> _Testo di partenza_
«Guarita dal Covid, dimenticata dalla sanità»
La storia. Hassjba Salvadori, 39 anni, è negativa da otto mesi, ma nel corpo porta ancora i segni pesanti della malattia contratta a marzo «Ho problemi respiratori, ho perso i capelli e non ho ancora recuperato l’olfatto. Ma ancora non esiste un percorso per il post-coronavirus»
Trento. «Ho perso quasi tutti i capelli, faccio ancora fatica a respirare, la notte mi sveglio di continuo perché vado in apnea, ho addosso una stanchezza indicibile, l’olfatto non è ancora tornato normale. E in Trentino non esiste un adeguato “follow-up” per i pazienti post-covid, siamo abbandonati». A otto mesi dalla sua guarigione dal Covid-19, l’educatrice di scuola professionale Hassjba Salvadori vive ancora una profonda sofferenza causata dai postumi di questo virus che può essere terribile. Hassjba, 39 anni, nessuna patologia preesistente, porta con orgoglio il suo nome arabo: «Sono italianissima, trentina, mio padre mi chiamò Hassjba perché aveva lavorato per anni nei paesi arabi». Lancia un allarme, quasi una preghiera, rivolta a chi sottovaluta il pericolo di questo virus: «Non è come un’influenza. C’è chi arriva a soffrire di patologie renali, cardiache o neurologiche. Nel mio caso, si ipotizza che si sia verificata una disautonomia del sistema nervoso che ha compromesso l’automatismo del respiro». Quel che è peggio, Hassjba si sente abbandonata dalle istituzioni sanitarie: «Molti ex-pazienti covid sono stati abbandonati a loro stessi. La pandemia passerà, ma ci troveremo con tantissime persone affette da problemi gravi e cronici».
Ci si può domandare come mai davanti a un quadro sintomatico così grave Hassjba non sia stata ricoverata: «Non ho mai avuto febbre, - spiega - E la mancanza di febbre nei primi mesi era sufficiente perché le persone fossero rimandate a casa». Hassjba sottolinea la pressoché totale assenza in Trentino di quella che viene chiamata “fisioterapia respiratoria”, la rieducazione al respiro: «Questo tipo di fisioterapia esiste solo nelle cliniche private - sottolinea - Io sto iniziando un percorso fisioterapistico ad Arco solo perché il primario si è preso a cuore la mia situazione».

Voci salvate:
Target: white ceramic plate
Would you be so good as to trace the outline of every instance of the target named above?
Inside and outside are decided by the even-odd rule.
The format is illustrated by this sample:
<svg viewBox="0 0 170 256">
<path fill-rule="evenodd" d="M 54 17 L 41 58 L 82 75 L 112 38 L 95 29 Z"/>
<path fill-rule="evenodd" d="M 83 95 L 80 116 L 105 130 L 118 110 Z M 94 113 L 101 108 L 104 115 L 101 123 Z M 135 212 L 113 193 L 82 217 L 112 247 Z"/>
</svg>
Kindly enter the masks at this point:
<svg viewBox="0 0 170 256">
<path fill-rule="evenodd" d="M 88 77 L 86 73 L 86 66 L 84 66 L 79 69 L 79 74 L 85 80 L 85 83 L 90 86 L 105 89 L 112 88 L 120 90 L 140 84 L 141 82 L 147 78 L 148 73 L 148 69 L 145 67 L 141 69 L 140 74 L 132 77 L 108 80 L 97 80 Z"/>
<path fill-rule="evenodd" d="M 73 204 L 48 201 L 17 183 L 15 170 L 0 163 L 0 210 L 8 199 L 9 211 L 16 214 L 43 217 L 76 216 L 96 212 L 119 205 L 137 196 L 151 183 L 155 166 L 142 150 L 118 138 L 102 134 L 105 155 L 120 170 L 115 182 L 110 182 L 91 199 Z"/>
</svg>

> _Obiettivo del compito_
Rispondi a queste domande basandoti sul testo di partenza:
1. Quanti anni ha Hassjba Salvadori?
2. Perché il padre le diede il nome Hassjba?
3. In quale località sta iniziando un percorso fisioterapistico?
Le righe non hanno alcun legame con il testo di partenza.

> _Esito esercizio_
1. 39 anni.
2. Perché aveva lavorato per anni nei paesi arabi.
3. Ad Arco.